Page>
════════════════════

Nettie Delaney has just been accepted into a prestigious performing arts school, the very same school her superstar mother attended. With her mother’s shadow hanging over her, Nettie has her work cut out for her and everyone is watching. To make matters worse, Nettie hasn’t been able to sing a single note since her mother died. Whenever she tries, she just clams up. But if Nettie’s going to survive a demanding first year and keep her place in a highly coveted program, she’ll have to work through her grief and deliver a showstopper or face expulsion.

All may not be lost, however, when Nettie stumbles upon a mysterious piano player in an empty studio after class. Masked behind a curtain, can Nettie summon the courage to find her voice? Or will the pressure and anxiety of performing come crashing down?

My Five Worst Auditions Ever by Vanessa Jones
In the very first scene in Sing Like No One’s Listening, the main character Nettie has a disastrous audition at the performing arts college she is desperate to get into. In honour of this, I thought I’d share my own worst audition experiences with you from my time as a performer in West End shows. Worryingly, there were lots to choose from!

Close the door on your way out
If I remember correctly, this was my second callback for Les Misérables at the Palace Theatre. I was up for the part of Fantine and, buoyed by the two successful auditions I had under my belt, I was feeling positive. Good, even. I knew my material, my voice was in great shape and I walked into the studio with the air of a girl who knows what she wants.

The song went well, I had a short interview with the panel, who seemed to like me, and that was that. No mistakes, no bum notes. Yay me! I thanked the team and went back over to the door, and that was when it all started to go downhill. I couldn’t get out of the room. The door was stuck. I pulled and pulled with all my might, rattled the handle, I even tried putting my fingers in the gaps at the sides to prise it open, but it was no good. I’ve had a fear of being locked in a room since I was little and the door handle came off the inside of my bedroom door, and my mind jumped straight to the worst case scenario, which involved locksmiths and the fire service and having to wait all day in a room full of important showbiz people who didn’t want me there.

After a minute, the casting director noticed that something was up. He asked me if I was alright.

No! I gasped. The door’s stuck. We’re trapped in here.
The corner of his mouth twitched. Darling, read the sign.

I looked up, and to my horror, saw a large sign reading Push. Humiliated, I touched the door and easily made my way out of the studio, the echoes of laughter following me down the corridor and pretty much all the way home.

Wishing you would somehow remember your words
This was my final recall for the part of Christine in The Phantom of the Opera. I was nervous beyond anything I’d ever known before. The first song the musical director asked me to sing was Wishing You Were Somehow Here Again, which is one of Christine’s main ballads. I got through the first verse okay, but when the chorus hit, I blanked.

Shall we go again from the chorus? said the musical director, a little annoyed.
Uh, sure, thanks, I said. This was a one off. Put it down to nerves. Next time would be better, now that I had warmed up. He played me in, my brain going into overdrive to find the words. But nothing.

I’m so sorry, I said. Could you remind me of the lyrics, please?
The casting director looked at me as if I’d just told her Prince Charles was outside waiting to audition. It’s wishing you were somehow here again? she said drily. The... title of the song?

I’m still waiting for the call.

════════════════════

Task requirements>
1/ From the audition article, quote the passage from "After a minute, the" up to and including "the way home.".
2/ Render this sentence from the audition article in Spanish: "After a minute, the casting director noticed that something was up."
3/ Carry on the audition article from its final sentence.

Dataset content>
════════════════════

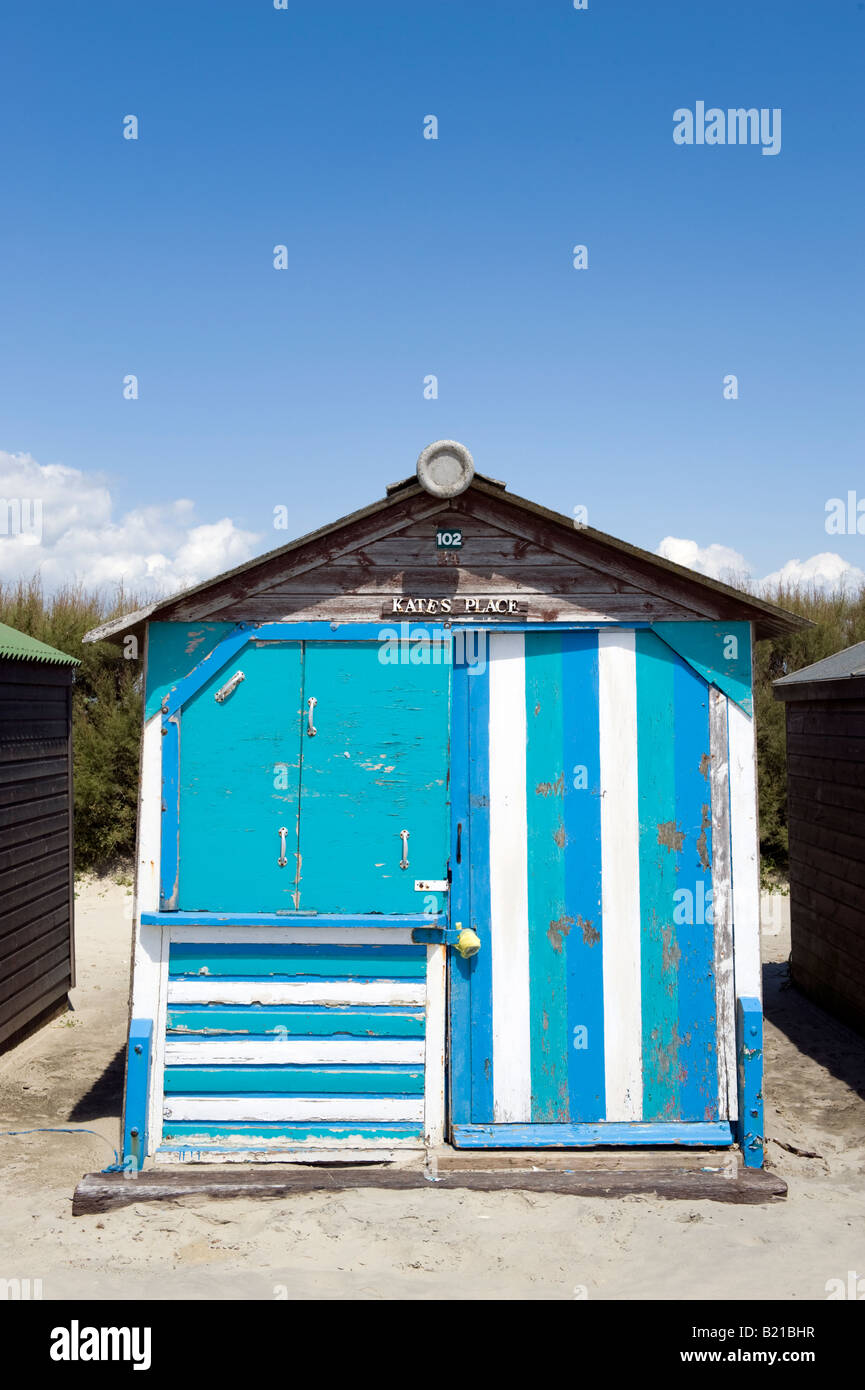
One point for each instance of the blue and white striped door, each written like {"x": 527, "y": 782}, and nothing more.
{"x": 586, "y": 869}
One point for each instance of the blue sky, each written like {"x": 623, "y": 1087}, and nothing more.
{"x": 412, "y": 257}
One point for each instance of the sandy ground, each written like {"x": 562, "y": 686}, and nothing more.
{"x": 426, "y": 1244}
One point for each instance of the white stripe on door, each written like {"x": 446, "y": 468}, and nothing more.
{"x": 508, "y": 880}
{"x": 620, "y": 876}
{"x": 213, "y": 990}
{"x": 294, "y": 1052}
{"x": 376, "y": 1109}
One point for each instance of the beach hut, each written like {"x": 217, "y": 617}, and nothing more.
{"x": 447, "y": 834}
{"x": 825, "y": 715}
{"x": 36, "y": 951}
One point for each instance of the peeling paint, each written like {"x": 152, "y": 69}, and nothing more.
{"x": 702, "y": 847}
{"x": 590, "y": 934}
{"x": 555, "y": 788}
{"x": 671, "y": 954}
{"x": 669, "y": 837}
{"x": 556, "y": 930}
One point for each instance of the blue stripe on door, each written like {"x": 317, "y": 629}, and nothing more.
{"x": 659, "y": 837}
{"x": 548, "y": 922}
{"x": 238, "y": 961}
{"x": 697, "y": 1008}
{"x": 584, "y": 941}
{"x": 292, "y": 1020}
{"x": 459, "y": 977}
{"x": 251, "y": 1130}
{"x": 480, "y": 965}
{"x": 294, "y": 1080}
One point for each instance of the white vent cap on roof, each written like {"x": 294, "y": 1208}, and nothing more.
{"x": 445, "y": 469}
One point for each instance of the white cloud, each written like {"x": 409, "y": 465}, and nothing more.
{"x": 825, "y": 571}
{"x": 718, "y": 562}
{"x": 60, "y": 521}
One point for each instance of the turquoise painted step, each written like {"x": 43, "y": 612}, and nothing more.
{"x": 207, "y": 1136}
{"x": 294, "y": 1080}
{"x": 256, "y": 962}
{"x": 252, "y": 1020}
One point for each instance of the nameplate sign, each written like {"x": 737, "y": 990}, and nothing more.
{"x": 456, "y": 606}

════════════════════

Outputs in order>
1/
After a minute, the casting director noticed that something was up. He asked me if I was alright.

No! I gasped. The door’s stuck. We’re trapped in here.
The corner of his mouth twitched. Darling, read the sign.

I looked up, and to my horror, saw a large sign reading Push. Humiliated, I touched the door and easily made my way out of the studio, the echoes of laughter following me down the corridor and pretty much all the way home.

2/ Al cabo de un minuto, el director de casting se dio cuenta de que algo pasaba.

3/
I’m only doing this for kicks
Dance call, can’t remember the show. Could have been Beauty and the Beast. Something with a lot of kicks, anyway. We’d learnt the routine and it was my turn to be called up to dance. Everything was going well until my shoe suddenly came loose (how?) and flew off into the air. The room looked on in horror as it connected with... the choreographer’s face. Ice was fetched, a chair brought out and a thousand grovelling apologies were made by me. When the names of all the people who had made the cut were read out, the casting director said Vanessa, actually, scrap that. I mean, fair enough.

Cry Me a River
This one actually wasn’t funny at all. On my way to the audition, which I was running late for, a girl in my carriage on the train started having a fit. Alarmed, I went over to see if she was okay, which she clearly wasn’t. I was unsure what to do, apart from make sure her head was cushioned and that she wouldn’t hurt herself, which I’d read somewhere. After I’d done that, I called down the carriage for help. The other passengers looked up from their newspapers and phones, and then ignored me. Like, who does that? Panicking, I pulled the cord for the train to stop and waited for the paramedics to arrive. As soon as they did and I could see that she was going to be fine, I ran all the way to my audition, arriving sweaty, late, stressed, and angry that no one had helped me. Someone on the panel asked me if I was okay, and instead of saying, Yes, just a bit of a rush to get here or something equally as bland, I told them the whole story. And what’s worse, I ugly cried the entire way through, and continued to do this during my song, which unfortunately wasn’t the kind of song that lent itself to tears. They were sympathetic. I did not get the job.

High Enough For You?
This was a casting for a brand new, off West End show. The kind of job you hope you’ll land because it could be the start of something much bigger. A chance to create a role, the prospect of a West End transfer, an Olivier award... At this stage in development, however, they couldn’t even afford an accompanist on the piano, so it was stated on the breakdown that we would be asked to sing acapella. Which would have been fine if I hadn’t randomly decided to start my song almost an octave too high. When I realised my mistake, I stopped and changed keys, right? No. I decided to push on to the end. How difficult could it be? The result was an ending that was now something only dogs could hear, especially in my Lina Lamont voice, which was the only way I could get up there. No Olivier. This time.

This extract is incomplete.